# Data excerpts

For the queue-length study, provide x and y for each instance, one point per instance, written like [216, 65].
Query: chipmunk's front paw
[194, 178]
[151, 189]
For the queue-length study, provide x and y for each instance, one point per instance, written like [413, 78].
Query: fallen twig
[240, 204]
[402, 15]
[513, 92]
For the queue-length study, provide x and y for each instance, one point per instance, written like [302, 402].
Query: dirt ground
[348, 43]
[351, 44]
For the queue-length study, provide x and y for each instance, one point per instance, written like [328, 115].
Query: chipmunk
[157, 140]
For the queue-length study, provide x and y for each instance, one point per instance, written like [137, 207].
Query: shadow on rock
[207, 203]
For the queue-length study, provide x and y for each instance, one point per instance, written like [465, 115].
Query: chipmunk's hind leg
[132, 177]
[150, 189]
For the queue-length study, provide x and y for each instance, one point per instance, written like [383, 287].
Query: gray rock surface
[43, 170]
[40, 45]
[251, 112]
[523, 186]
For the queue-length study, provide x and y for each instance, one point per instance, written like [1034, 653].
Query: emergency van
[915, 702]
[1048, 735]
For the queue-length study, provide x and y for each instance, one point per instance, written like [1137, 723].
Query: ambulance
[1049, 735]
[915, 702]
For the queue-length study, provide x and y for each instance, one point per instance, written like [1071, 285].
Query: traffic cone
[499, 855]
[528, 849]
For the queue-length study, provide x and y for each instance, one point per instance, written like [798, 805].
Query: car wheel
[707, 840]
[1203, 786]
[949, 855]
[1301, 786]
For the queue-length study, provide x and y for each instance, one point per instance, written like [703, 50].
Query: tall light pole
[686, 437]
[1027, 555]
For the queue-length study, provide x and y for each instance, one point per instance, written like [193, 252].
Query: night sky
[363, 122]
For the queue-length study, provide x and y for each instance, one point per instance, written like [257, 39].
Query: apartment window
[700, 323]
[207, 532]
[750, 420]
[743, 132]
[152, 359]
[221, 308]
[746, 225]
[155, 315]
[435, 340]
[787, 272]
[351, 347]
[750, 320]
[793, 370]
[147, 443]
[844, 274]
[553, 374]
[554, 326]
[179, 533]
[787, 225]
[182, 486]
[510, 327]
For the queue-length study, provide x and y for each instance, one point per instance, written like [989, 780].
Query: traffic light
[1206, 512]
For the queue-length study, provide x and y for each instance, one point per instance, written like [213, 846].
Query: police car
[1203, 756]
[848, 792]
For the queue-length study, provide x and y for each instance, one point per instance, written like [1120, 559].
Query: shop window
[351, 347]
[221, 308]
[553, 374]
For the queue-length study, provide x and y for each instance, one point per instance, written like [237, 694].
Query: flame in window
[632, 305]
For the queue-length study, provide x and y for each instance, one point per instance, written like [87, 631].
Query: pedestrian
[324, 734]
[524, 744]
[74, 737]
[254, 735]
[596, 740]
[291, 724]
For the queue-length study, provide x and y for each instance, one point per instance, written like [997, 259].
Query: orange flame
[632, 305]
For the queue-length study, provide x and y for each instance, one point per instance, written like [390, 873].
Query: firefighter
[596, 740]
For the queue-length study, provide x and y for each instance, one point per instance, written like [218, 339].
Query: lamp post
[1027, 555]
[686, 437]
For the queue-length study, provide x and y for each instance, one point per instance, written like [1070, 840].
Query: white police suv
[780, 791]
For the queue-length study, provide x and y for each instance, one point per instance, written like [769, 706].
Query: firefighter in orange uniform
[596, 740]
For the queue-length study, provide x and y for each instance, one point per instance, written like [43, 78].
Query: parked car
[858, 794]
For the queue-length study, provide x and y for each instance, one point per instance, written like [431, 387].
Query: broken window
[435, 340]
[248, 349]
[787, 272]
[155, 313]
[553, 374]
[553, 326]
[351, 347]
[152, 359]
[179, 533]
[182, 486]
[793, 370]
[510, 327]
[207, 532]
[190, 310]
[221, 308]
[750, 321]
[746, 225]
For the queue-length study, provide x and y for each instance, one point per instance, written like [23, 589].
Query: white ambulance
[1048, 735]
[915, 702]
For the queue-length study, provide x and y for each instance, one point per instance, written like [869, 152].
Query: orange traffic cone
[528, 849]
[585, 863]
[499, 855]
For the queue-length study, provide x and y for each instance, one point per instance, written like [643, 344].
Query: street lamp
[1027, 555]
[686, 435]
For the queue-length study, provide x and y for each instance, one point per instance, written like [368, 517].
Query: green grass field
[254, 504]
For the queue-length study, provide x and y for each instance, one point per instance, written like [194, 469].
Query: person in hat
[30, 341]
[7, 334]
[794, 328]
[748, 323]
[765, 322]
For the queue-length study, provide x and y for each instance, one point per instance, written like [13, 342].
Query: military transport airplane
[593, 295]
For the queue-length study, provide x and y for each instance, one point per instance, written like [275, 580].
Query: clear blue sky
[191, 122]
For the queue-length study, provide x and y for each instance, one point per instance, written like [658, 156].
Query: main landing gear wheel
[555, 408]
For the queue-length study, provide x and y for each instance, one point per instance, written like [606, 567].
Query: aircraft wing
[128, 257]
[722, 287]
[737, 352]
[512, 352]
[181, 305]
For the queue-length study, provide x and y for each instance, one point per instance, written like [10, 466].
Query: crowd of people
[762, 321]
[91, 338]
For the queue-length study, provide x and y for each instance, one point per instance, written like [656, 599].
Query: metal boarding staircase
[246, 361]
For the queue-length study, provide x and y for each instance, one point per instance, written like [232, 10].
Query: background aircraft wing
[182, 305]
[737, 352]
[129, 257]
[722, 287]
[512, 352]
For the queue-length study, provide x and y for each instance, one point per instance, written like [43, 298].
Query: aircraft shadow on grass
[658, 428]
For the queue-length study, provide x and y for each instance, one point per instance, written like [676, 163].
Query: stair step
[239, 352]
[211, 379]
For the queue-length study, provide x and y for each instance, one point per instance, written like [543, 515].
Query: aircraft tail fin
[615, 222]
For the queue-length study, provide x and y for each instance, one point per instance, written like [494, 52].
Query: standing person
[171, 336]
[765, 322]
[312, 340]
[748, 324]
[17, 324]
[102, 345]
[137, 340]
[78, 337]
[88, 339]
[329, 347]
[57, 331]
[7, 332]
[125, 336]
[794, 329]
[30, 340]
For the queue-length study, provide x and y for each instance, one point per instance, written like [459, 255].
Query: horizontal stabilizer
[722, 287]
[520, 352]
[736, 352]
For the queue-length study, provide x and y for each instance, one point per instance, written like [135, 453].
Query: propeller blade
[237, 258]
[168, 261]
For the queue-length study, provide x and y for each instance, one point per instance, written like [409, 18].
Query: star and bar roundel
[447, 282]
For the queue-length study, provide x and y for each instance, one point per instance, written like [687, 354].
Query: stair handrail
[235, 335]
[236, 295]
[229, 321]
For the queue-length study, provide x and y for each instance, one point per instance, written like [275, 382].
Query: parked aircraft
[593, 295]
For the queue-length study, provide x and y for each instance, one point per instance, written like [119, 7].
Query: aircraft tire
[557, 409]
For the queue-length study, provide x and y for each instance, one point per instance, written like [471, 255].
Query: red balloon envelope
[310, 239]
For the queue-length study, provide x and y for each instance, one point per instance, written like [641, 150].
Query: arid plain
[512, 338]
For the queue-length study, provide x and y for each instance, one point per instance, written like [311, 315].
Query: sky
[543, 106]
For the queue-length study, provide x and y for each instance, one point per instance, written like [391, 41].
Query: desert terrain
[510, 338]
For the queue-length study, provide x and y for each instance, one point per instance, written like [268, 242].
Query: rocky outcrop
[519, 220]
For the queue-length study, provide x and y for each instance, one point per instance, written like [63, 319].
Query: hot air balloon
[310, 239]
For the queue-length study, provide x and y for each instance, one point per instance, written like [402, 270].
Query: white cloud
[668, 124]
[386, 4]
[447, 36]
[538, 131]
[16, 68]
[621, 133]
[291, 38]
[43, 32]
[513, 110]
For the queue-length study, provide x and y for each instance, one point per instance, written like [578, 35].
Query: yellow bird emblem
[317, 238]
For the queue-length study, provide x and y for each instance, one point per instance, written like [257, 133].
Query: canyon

# Prompt
Starting with the line that contains "like [63, 319].", print each line through the last one in the listing. Include both end lines and add nothing.

# Final result
For the queue-length study, provide x and y for each instance, one point per instance, written like [63, 319].
Query: hot air balloon
[310, 239]
For the queue-length study, provide x and y for each instance, one point per instance, written like [402, 270].
Query: white cloud
[668, 124]
[386, 4]
[447, 36]
[538, 131]
[16, 68]
[621, 133]
[291, 38]
[43, 32]
[513, 110]
For the queue-length study, provide x and y for each instance, one point per instance, written like [578, 35].
Query: yellow bird emblem
[317, 238]
For the queue-length study, provide x and y for each instance, one point per instance, written like [257, 133].
Query: canyon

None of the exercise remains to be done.